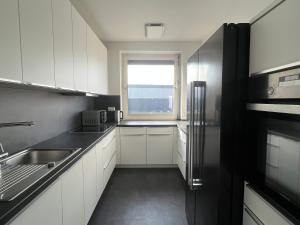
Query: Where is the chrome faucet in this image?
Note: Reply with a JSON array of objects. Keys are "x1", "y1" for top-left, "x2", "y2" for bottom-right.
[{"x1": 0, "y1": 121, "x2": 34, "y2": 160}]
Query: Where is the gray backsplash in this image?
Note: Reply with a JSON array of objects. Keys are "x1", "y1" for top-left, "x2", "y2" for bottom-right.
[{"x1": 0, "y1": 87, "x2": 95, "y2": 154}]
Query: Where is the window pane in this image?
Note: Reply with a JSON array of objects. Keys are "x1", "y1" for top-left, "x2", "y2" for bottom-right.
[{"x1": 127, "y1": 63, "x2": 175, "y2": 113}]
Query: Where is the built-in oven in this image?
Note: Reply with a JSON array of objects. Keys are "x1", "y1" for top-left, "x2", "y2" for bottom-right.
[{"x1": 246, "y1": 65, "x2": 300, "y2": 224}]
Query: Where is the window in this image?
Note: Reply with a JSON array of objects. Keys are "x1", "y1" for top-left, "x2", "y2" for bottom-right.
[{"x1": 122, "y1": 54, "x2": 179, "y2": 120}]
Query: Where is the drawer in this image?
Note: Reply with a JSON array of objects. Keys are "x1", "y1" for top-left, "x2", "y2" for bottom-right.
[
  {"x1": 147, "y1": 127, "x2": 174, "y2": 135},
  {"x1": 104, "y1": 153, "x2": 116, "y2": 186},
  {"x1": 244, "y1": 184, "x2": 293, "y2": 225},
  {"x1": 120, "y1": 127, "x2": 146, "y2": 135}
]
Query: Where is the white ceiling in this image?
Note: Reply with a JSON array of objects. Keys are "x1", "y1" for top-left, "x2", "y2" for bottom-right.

++++++

Assigned task -> When you set down the records above, copy every line exactly and exclude the pictures.

Problem solution ->
Query: Where is the chrome faucet in this image?
Note: Reply with a JSON array of objects. Keys are "x1", "y1" for top-left, "x2", "y2" for bottom-right.
[{"x1": 0, "y1": 121, "x2": 34, "y2": 160}]
Query: Where is the gray backsplash in this image?
Note: Reply with a JSON array of objects. Keys are "x1", "y1" for top-left, "x2", "y2" for bottom-right.
[{"x1": 0, "y1": 87, "x2": 95, "y2": 154}]
Query: Where is the window pane in this image?
Note: Reply with a JSON array of objects. Keys are "x1", "y1" for top-left, "x2", "y2" for bottom-right.
[{"x1": 127, "y1": 63, "x2": 175, "y2": 113}]
Query: Where is the built-in oven in this image?
Note: Reply with a JSON array of objects. Keys are "x1", "y1" for top-left, "x2", "y2" for bottom-right.
[{"x1": 246, "y1": 65, "x2": 300, "y2": 224}]
Query: Where is the window in this image?
Note: Reply with a JSON array of objects. Keys are "x1", "y1" for top-left, "x2", "y2" for bottom-right.
[{"x1": 122, "y1": 54, "x2": 179, "y2": 120}]
Query: Where is the drawer in this image?
Note: Reply with a JSON array of objects. Keys are "x1", "y1" for top-left, "x2", "y2" for bottom-right.
[
  {"x1": 147, "y1": 127, "x2": 174, "y2": 135},
  {"x1": 104, "y1": 153, "x2": 116, "y2": 186},
  {"x1": 244, "y1": 184, "x2": 293, "y2": 225},
  {"x1": 120, "y1": 127, "x2": 146, "y2": 135}
]
Query: Where is the white ceiling in this image?
Note: Reply with a JSON array of objects. Keys are "x1", "y1" for top-left, "x2", "y2" for bottom-right.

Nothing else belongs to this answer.